=== Spatial annotation records ===
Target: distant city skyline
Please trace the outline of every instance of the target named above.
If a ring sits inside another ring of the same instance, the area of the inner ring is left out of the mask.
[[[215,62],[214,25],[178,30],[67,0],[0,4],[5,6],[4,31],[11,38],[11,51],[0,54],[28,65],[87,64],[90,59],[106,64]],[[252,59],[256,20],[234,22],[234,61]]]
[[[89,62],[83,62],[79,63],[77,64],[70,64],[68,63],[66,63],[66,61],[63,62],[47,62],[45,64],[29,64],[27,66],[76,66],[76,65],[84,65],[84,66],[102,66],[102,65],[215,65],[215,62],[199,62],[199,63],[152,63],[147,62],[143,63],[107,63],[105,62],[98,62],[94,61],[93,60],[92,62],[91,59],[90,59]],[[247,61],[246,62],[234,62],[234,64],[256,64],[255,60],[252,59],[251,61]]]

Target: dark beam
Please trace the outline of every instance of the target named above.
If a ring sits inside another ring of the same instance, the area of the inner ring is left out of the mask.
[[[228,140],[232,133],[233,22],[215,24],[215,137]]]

=== WHAT YOU WILL DO ===
Put the rows above into a two-column CSV with the columns "text" and "answer", making one line for each row. Wrap each field in double quotes and change any line breaks inside a field to spaces.

=== FULL OUTPUT ===
text,answer
"Target: distant city skyline Please trace the outline of every instance of the target named above. If a ring sits inside another ring of the same instance, the area of the inner ring is left out of the mask.","[[[215,62],[214,25],[178,30],[67,0],[0,4],[5,6],[4,31],[11,38],[11,51],[0,54],[28,65],[87,64],[90,59],[106,64]],[[252,59],[256,20],[234,22],[234,61]]] [[[89,62],[83,62],[79,63],[77,64],[70,64],[68,63],[66,63],[66,61],[63,62],[47,62],[45,64],[29,64],[27,66],[76,66],[76,65],[84,65],[84,66],[102,66],[102,65],[215,65],[215,62],[199,62],[199,63],[152,63],[147,62],[143,63],[107,63],[105,62],[98,62],[94,61],[93,60],[92,62],[91,59],[90,59]],[[247,61],[246,62],[234,62],[234,64],[256,64],[255,60],[252,59],[251,61]]]"
"Target: dark beam Please trace the outline of every instance of the target named above. If a ring sits inside another ring of the same instance, the area of the inner ring is left out of the mask.","[[[228,140],[232,133],[233,22],[215,24],[215,137]]]"